> _Excerpt_
......

Winnipeg-based author Struan Sinclair’s daring and accomplished debut novel is that rare type of book that sets out to be deliberately difficult. Take the book’s puzzle-like structure, which comprises four disparate narratives nested inside one another like Russian dolls (a technique also used in another intentionally abstruse novel, David Mitchell’s Cloud Atlas). On the surface, the stories have very little in common: a father and son, perversely linked through the elder’s serial suicide attempts; a grieving widow, struggling to come to terms with a childhood trauma; and the downfall of a brilliant though decrepit Victorian inventor, as told through the eyes of his hapless domestic “drudge.”
The framing story – interrupted mid-thought, only to be taken up again some 200 pages later – involves an unnamed first-person narrator, a coma patient recovering from severe brain trauma whose ability for processing “story logic” has been impaired. The interior narratives could be his attempts at piecing together a semblance of reality from the bits of information that filter into his cracked consciousness. Still, Automatic World is a puzzle without a solution – even on second reading the book is genuinely disorienting – and the thrill of it derives from the uncanny, almost hallucinatory, ways the different stories connect through buried structural similarities, flashes of imagery, even the repetition of a single term (the word “Grapple!,” for instance).
Woven into each individual narrative is the recurring motif of a train wreck (or of a series of train wrecks), and the inconclusive set of facts that led up to the disasters. However, while the trains provide a kind of metaphorical scaffolding for some of Sinclair’s theoretical concerns, these sections, in which the author addresses the reader directly, feel intrusive and didactic, the prose cold and mechanical.
Automatic World isn’t rewriting the rules of fiction, as some of the overblown promotional copy claims; like most successful experimental novels, its author has mastered the conventions that make fiction work in the first place. The book manages to wrestle uncommon pleasures from the novel’s tired form, if you’re willing to stick with it. It’s a challenging read, but you sense there’s a conductor on board even when the juggernaut appears to be careening off course.

......

> _Provided data_

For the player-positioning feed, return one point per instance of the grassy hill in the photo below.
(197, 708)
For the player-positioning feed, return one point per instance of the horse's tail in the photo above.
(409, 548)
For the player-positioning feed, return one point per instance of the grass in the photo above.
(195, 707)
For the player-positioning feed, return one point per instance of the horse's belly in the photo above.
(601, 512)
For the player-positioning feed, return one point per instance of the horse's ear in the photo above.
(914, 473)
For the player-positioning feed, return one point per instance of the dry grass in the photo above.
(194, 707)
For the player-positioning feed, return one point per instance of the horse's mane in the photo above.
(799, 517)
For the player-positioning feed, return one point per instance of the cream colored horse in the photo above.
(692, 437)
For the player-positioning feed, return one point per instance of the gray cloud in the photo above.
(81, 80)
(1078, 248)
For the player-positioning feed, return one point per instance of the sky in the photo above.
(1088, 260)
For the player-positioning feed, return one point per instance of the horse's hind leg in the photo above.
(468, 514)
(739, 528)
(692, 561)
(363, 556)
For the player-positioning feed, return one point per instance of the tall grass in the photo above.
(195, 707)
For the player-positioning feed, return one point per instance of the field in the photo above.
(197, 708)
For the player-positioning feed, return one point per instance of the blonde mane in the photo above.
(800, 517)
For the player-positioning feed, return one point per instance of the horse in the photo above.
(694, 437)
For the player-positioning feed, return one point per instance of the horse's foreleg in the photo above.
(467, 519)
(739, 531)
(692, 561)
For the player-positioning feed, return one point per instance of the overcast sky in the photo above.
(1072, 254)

......

> _Study questions_
**A.** Copy the passage of the Automatic World review from "Automatic World isn’t" to "careening off course.".
**B.** What recurring motif does the Automatic World review say is woven into each individual narrative?
The records have no connection to the review of Automatic World.

> _Activity answers_
**A.**
Automatic World isn’t rewriting the rules of fiction, as some of the overblown promotional copy claims; like most successful experimental novels, its author has mastered the conventions that make fiction work in the first place. The book manages to wrestle uncommon pleasures from the novel’s tired form, if you’re willing to stick with it. It’s a challenging read, but you sense there’s a conductor on board even when the juggernaut appears to be careening off course.

**B.** A train wreck, or a series of train wrecks.